* EXTRACT TO READ:
>> Begin

This week's Divorce Gotcha: You owned it before you said "I do." You paid the mortgage for years on your own. Ontario's Family Law Act has its own opinion about what that's worth — and you're not going to like it.
This is a situation that catches a lot of people by surprise.
Someone buys a house. They live in it alone for four or five years — paying the down payment themselves, chipping away at the mortgage, watching it go up in value. Then they meet someone, fall in love, get married. The partner moves in. Life is good.
Fast forward to the divorce and separation. The house is now worth significantly more than when they bought it. They walk into their lawyer's office expecting the conversation to go something like: "You owned it before the marriage, so you'll get credit for the value you brought in. We'll split the growth."
Their lawyer has to explain that this is not what the Ontario Family Law Act says.
The matrimonial home — the home where you and your spouse lived together as your family residence — is treated completely differently from every other asset you own. And "differently" in this case means: the rules that seem deeply unfair to whoever owned the house before the wedding.
Here's the law: you cannot deduct the premarital value of a matrimonial home from your Net Family Property. Not one dollar. The full value of that home at the date of separation goes into the equalization calculation as if you'd bought it together the day you got married.
The $200,000 you had in equity before the wedding? It gets shared.
The mortgage payments you made for years on your own? Don't count toward any deduction.
There's more. If you ever inherited money and used it to pay down the mortgage or renovate that house — even if you kept careful records — that inheritance protection disappears the moment it touches the matrimonial home. Gone.

>> End

* WORK TO DO: Reproduce the passage on the matrimonial home under Ontario's Family Law Act word for word, from start to finish.

* INFORMATION SUPPLIED:
>> Begin

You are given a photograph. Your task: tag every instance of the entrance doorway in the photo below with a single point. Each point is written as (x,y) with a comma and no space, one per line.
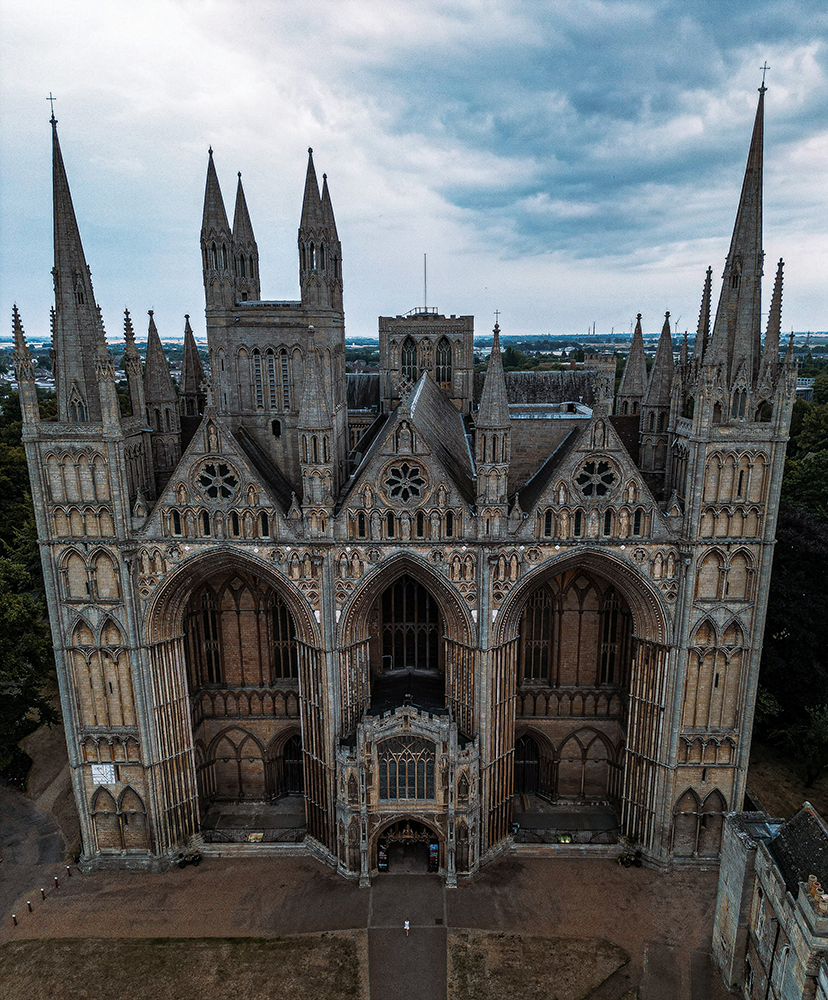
(408,847)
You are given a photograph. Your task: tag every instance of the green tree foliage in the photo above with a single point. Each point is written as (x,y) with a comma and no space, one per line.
(25,660)
(794,667)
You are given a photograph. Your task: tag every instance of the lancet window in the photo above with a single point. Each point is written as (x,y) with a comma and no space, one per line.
(406,767)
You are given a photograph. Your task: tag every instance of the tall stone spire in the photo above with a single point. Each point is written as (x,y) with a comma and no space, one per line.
(703,326)
(216,245)
(320,252)
(633,384)
(191,396)
(737,331)
(162,408)
(132,367)
(78,337)
(245,251)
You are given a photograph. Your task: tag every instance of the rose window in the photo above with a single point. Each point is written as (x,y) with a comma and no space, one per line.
(405,481)
(218,480)
(596,478)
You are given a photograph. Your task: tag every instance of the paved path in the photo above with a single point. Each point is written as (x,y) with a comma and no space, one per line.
(664,922)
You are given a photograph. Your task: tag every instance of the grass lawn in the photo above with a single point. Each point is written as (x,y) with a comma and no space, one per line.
(305,967)
(488,966)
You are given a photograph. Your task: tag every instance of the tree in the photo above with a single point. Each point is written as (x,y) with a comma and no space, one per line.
(821,388)
(25,661)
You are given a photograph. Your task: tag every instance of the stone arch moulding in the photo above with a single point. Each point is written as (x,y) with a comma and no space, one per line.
(165,614)
(651,621)
(456,619)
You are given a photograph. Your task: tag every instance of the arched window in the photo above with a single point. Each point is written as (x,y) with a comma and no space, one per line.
(443,367)
(284,364)
(257,379)
(406,766)
(408,360)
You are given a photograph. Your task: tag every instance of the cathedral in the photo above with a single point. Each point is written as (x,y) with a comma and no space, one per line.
(406,606)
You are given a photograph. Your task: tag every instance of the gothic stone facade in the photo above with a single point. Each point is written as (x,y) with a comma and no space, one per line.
(409,618)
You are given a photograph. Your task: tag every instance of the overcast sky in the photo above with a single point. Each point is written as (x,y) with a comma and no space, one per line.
(563,162)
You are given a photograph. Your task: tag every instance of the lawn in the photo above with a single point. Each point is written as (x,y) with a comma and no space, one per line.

>> End

* OUTPUT FOR THIS EXERCISE:
This week's Divorce Gotcha: You owned it before you said "I do." You paid the mortgage for years on your own. Ontario's Family Law Act has its own opinion about what that's worth — and you're not going to like it.
This is a situation that catches a lot of people by surprise.
Someone buys a house. They live in it alone for four or five years — paying the down payment themselves, chipping away at the mortgage, watching it go up in value. Then they meet someone, fall in love, get married. The partner moves in. Life is good.
Fast forward to the divorce and separation. The house is now worth significantly more than when they bought it. They walk into their lawyer's office expecting the conversation to go something like: "You owned it before the marriage, so you'll get credit for the value you brought in. We'll split the growth."
Their lawyer has to explain that this is not what the Ontario Family Law Act says.
The matrimonial home — the home where you and your spouse lived together as your family residence — is treated completely differently from every other asset you own. And "differently" in this case means: the rules that seem deeply unfair to whoever owned the house before the wedding.
Here's the law: you cannot deduct the premarital value of a matrimonial home from your Net Family Property. Not one dollar. The full value of that home at the date of separation goes into the equalization calculation as if you'd bought it together the day you got married.
The $200,000 you had in equity before the wedding? It gets shared.
The mortgage payments you made for years on your own? Don't count toward any deduction.
There's more. If you ever inherited money and used it to pay down the mortgage or renovate that house — even if you kept careful records — that inheritance protection disappears the moment it touches the matrimonial home. Gone.